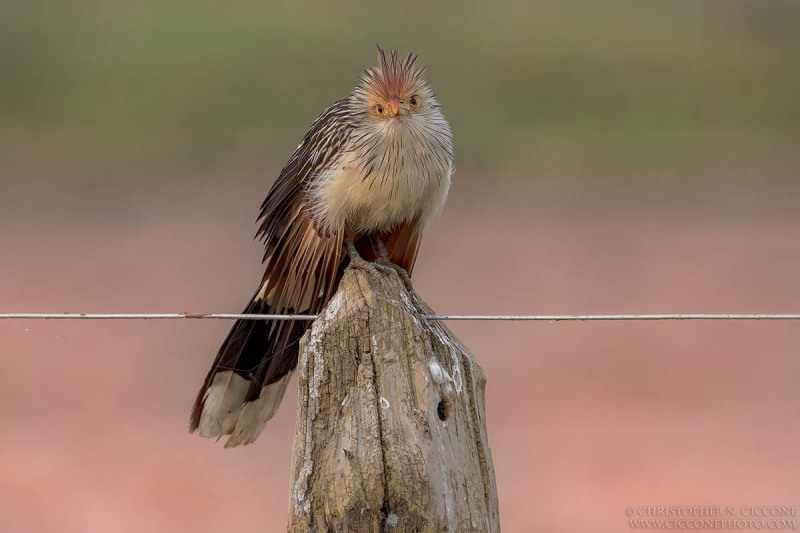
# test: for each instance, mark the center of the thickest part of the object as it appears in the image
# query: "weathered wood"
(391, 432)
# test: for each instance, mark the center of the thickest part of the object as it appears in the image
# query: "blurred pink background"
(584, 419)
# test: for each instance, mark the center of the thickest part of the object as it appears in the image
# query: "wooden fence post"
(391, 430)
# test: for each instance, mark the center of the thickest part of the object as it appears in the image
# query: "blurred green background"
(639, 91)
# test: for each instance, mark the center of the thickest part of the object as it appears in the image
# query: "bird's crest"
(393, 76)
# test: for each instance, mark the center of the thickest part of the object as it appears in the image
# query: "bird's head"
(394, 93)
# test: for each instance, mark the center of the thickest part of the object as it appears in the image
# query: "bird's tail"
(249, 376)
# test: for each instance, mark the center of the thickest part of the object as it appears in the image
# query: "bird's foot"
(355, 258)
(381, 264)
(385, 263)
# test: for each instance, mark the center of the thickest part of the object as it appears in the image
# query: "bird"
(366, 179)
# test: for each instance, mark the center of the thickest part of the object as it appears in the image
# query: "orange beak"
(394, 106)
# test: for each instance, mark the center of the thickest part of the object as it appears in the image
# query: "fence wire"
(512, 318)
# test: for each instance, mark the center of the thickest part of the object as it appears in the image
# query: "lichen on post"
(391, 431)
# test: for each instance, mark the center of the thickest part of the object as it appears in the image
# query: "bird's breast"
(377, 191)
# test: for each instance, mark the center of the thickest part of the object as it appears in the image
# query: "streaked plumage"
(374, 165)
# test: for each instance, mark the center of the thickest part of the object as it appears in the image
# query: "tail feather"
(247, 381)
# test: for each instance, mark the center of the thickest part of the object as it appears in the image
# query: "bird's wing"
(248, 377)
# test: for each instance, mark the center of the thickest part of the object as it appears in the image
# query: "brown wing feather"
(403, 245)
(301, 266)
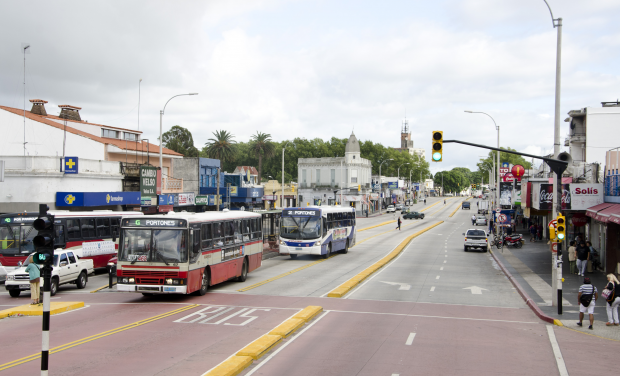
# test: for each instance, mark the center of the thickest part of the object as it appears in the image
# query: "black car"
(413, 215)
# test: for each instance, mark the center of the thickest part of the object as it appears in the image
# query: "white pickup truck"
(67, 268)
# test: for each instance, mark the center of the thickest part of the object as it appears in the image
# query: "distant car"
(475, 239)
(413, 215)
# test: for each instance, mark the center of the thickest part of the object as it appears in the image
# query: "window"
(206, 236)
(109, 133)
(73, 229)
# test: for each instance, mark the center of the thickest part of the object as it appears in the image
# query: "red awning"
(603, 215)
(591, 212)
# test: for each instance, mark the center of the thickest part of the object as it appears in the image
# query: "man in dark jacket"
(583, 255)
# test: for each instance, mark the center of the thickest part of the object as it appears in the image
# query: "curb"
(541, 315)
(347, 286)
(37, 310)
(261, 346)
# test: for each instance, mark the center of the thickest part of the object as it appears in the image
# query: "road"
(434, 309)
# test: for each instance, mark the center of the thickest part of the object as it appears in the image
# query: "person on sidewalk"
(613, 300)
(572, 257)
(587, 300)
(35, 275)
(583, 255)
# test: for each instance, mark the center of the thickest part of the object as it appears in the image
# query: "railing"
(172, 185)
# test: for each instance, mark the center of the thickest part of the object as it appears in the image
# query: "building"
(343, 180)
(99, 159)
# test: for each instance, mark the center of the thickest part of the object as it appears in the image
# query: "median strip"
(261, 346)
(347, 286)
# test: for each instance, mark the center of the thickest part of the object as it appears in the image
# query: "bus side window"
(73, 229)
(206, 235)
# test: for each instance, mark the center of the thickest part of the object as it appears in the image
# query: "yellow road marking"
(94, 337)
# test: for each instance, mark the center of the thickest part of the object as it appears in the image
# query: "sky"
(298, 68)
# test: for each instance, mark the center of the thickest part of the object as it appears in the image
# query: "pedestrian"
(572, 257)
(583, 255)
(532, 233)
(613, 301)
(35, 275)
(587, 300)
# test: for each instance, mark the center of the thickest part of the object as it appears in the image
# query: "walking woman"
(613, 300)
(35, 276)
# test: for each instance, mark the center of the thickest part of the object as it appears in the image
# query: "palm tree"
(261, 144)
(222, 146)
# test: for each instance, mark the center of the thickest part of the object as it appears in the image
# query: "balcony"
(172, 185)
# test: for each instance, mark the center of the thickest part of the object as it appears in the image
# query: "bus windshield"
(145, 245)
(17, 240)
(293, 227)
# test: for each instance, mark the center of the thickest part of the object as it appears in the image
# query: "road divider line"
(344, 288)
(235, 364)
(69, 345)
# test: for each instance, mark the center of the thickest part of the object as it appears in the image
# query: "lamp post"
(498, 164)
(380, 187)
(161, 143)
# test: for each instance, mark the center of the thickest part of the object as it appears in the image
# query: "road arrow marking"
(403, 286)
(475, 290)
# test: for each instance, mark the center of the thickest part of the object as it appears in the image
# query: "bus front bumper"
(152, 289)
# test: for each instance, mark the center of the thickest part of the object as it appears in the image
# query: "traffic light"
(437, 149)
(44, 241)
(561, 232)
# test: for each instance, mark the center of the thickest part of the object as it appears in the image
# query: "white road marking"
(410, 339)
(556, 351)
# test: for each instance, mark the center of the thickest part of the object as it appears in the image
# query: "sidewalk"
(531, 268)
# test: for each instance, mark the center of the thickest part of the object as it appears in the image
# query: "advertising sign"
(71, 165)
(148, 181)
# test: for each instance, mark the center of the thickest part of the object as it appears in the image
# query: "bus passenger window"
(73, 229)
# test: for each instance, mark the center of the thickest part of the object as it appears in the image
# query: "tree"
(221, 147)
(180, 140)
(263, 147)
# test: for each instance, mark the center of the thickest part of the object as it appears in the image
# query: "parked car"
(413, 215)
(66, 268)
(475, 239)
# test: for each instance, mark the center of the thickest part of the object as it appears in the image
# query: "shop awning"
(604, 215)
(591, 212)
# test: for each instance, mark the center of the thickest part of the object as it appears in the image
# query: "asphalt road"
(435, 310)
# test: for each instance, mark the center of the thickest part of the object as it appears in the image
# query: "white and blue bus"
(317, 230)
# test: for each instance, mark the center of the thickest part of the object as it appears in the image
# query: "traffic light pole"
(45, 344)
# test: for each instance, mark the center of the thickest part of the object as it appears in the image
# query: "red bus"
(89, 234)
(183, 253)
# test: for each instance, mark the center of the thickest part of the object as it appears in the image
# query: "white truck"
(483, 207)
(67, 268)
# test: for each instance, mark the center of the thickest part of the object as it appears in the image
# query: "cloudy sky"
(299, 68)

_ _ _ _

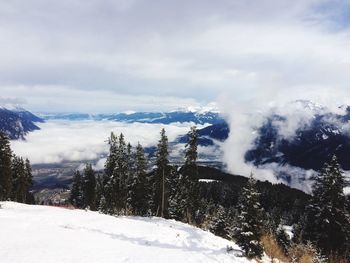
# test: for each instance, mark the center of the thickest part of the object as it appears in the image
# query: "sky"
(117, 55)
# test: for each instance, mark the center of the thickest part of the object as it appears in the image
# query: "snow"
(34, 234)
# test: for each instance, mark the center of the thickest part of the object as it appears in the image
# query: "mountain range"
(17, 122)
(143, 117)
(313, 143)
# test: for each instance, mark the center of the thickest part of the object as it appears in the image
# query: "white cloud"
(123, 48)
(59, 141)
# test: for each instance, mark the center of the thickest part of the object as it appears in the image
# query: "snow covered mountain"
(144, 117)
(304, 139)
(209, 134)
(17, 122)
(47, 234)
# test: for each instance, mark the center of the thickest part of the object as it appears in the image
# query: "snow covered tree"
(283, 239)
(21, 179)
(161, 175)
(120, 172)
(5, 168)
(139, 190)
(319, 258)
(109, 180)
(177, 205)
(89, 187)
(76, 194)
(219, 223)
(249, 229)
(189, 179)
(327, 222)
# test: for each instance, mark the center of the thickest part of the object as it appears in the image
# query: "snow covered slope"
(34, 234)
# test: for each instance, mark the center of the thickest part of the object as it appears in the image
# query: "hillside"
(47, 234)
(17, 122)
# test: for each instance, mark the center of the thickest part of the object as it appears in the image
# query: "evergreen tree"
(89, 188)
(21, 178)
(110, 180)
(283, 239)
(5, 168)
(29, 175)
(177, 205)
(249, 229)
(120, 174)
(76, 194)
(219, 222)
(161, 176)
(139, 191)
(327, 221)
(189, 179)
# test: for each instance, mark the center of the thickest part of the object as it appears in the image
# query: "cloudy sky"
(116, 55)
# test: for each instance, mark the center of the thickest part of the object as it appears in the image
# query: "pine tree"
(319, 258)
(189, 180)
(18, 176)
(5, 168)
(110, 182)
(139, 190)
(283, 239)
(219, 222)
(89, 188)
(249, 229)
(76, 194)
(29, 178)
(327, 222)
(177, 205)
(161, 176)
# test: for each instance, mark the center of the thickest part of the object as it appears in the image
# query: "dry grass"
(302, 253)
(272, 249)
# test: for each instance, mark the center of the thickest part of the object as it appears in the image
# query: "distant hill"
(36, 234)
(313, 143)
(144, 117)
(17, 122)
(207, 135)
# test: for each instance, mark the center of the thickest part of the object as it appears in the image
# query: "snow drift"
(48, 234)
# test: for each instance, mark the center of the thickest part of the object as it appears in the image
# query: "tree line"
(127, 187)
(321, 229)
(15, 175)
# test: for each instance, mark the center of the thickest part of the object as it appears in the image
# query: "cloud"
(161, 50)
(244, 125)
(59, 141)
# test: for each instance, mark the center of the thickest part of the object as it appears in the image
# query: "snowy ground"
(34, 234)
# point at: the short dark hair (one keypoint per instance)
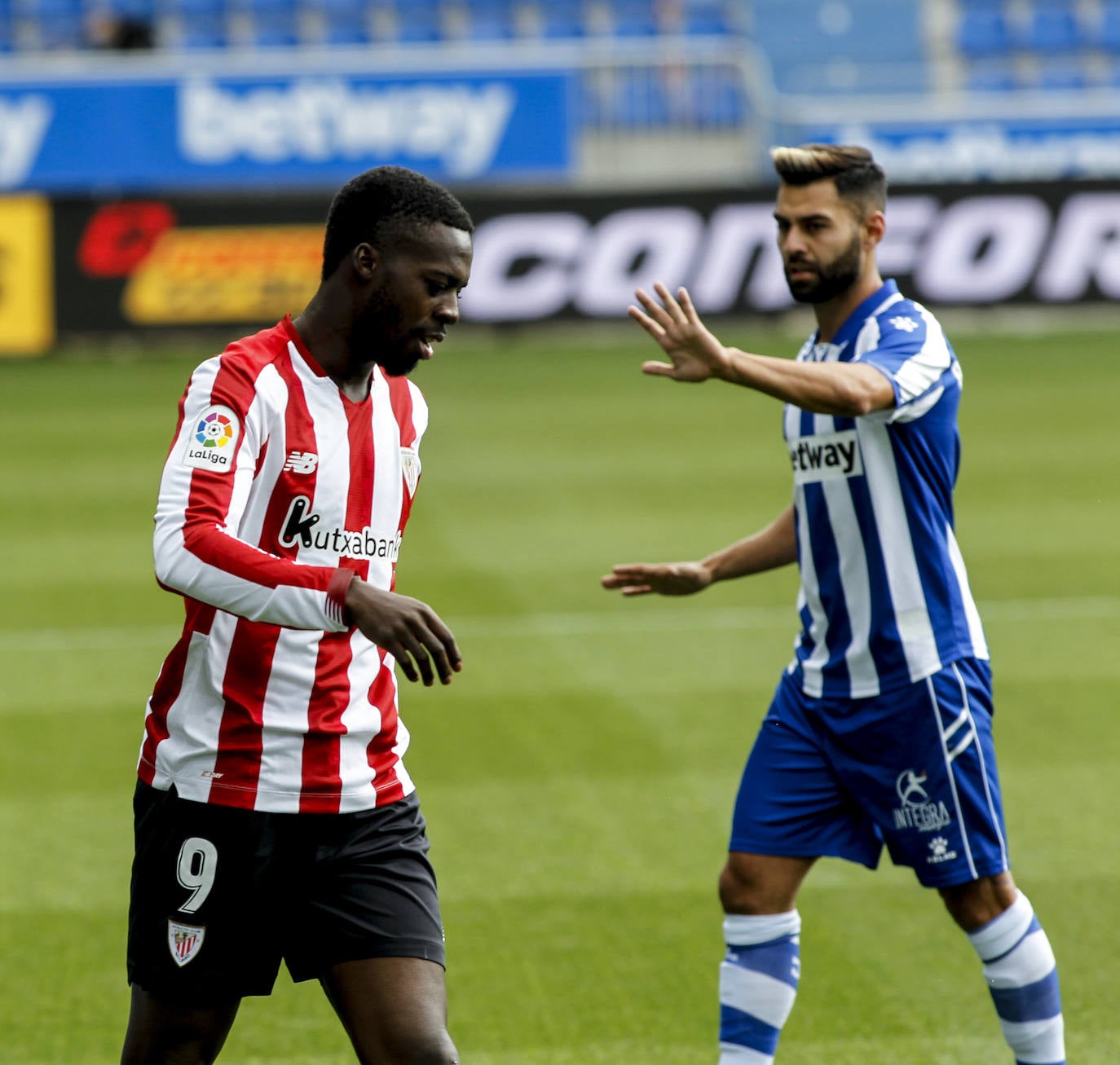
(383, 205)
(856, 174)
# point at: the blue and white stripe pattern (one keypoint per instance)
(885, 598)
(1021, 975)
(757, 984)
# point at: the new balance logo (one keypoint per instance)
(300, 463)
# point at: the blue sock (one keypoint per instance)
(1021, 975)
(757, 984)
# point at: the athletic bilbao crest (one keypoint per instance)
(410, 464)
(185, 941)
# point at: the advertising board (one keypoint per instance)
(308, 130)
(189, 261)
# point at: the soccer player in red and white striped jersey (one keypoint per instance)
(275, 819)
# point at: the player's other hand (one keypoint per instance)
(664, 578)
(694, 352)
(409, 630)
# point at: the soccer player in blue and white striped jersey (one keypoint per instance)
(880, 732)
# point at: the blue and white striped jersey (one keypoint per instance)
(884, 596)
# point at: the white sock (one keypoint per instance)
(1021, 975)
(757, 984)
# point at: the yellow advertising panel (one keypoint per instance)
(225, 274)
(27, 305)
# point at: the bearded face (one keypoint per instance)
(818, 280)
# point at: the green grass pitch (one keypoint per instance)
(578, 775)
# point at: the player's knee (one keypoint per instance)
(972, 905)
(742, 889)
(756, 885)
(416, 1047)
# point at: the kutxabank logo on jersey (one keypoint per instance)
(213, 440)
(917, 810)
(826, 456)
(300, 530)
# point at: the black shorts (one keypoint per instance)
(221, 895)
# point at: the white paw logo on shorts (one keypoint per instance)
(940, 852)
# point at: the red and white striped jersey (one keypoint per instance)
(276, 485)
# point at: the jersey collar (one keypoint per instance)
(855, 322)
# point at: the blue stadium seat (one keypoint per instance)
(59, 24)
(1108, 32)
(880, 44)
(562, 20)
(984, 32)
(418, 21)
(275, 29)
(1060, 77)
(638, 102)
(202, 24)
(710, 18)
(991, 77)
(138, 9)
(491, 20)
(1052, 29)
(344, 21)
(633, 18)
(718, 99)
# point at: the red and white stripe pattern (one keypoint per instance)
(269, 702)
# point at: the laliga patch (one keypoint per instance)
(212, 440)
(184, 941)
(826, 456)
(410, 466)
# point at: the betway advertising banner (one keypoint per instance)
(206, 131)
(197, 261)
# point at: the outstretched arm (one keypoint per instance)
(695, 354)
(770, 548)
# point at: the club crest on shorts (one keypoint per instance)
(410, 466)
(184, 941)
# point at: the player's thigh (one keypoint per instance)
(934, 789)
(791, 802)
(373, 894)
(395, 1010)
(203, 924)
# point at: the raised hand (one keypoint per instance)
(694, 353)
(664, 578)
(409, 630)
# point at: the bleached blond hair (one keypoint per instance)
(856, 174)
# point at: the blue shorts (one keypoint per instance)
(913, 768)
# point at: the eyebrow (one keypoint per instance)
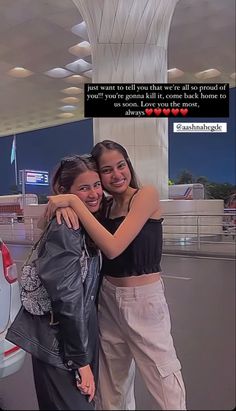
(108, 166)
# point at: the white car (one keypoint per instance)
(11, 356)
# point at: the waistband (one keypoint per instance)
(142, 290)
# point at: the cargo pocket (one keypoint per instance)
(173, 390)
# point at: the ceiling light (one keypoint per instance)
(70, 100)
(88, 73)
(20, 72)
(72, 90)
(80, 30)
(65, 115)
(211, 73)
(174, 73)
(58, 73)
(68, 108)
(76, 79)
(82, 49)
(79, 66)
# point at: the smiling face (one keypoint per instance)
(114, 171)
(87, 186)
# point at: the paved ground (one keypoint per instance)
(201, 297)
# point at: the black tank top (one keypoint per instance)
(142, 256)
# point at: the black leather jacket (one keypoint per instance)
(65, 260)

_ _ _ _

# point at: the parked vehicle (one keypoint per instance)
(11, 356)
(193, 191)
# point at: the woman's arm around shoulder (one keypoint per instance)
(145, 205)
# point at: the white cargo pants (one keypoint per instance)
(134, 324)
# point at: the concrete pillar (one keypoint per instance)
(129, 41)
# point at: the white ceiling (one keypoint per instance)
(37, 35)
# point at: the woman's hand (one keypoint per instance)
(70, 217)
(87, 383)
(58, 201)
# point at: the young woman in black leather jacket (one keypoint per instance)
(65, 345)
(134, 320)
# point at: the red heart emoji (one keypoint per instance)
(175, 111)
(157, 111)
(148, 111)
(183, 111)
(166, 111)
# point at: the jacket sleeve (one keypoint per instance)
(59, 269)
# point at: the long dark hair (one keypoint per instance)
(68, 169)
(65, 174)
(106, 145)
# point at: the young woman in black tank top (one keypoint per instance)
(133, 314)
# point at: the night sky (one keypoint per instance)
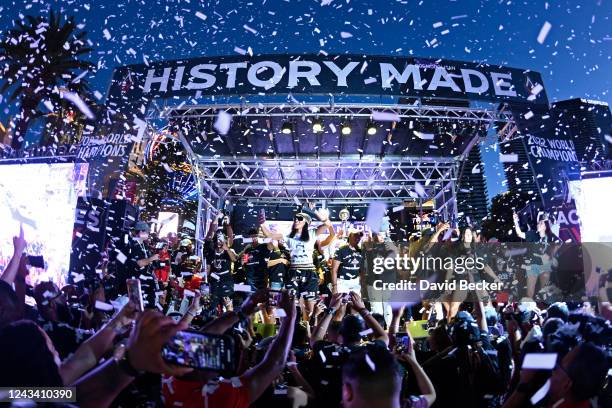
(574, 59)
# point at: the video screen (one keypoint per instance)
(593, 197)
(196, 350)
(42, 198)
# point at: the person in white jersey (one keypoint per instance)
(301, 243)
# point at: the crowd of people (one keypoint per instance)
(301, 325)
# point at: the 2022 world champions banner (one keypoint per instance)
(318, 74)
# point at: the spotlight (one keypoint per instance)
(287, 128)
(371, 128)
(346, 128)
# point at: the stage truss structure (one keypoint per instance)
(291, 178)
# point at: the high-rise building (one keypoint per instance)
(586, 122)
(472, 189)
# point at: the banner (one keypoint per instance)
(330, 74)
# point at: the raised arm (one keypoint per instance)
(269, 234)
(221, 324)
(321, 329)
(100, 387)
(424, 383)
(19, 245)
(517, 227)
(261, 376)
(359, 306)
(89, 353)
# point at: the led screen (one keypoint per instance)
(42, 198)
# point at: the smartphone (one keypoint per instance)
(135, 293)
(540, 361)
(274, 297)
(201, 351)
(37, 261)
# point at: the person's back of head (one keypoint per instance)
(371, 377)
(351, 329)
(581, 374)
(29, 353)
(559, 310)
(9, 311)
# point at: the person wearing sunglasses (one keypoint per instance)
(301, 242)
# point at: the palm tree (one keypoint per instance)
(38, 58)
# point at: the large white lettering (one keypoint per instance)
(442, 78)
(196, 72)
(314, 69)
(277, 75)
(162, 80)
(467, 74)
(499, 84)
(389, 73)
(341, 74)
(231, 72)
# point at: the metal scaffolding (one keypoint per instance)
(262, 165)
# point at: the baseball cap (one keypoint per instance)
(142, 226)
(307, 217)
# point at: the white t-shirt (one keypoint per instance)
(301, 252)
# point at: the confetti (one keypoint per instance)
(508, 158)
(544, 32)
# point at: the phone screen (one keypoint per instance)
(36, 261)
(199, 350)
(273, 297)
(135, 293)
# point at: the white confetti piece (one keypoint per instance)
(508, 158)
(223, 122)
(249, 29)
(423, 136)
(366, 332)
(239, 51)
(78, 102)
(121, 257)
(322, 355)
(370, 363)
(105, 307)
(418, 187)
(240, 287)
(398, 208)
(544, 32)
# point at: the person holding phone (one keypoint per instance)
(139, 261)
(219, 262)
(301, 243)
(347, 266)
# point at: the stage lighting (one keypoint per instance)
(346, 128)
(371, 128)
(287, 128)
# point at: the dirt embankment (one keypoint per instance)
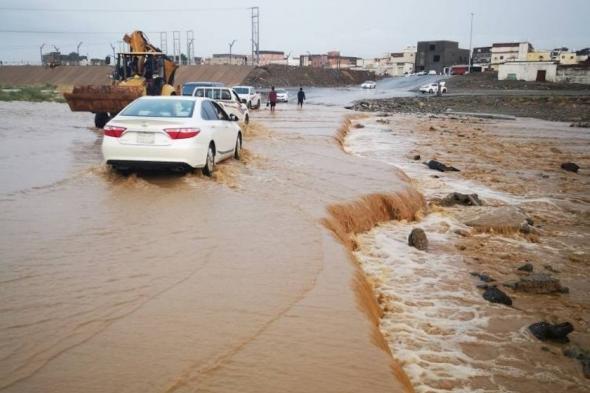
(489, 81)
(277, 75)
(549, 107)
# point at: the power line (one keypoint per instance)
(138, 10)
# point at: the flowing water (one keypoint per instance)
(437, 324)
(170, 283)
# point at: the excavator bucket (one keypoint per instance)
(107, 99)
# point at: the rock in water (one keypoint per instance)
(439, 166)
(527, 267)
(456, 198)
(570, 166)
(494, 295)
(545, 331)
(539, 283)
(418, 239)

_ _ _ _

TO BE DONE | Extract from the entries above every line that contains the word "logo", and treat case as significant when matching.

ANSWER TO THE EXERCISE |
# point at: the new balance logo (one keypoint per instance)
# point at: the kutxabank logo on jersey (one keypoint per instance)
# point at: the white paw logo on shorts (one keypoint per instance)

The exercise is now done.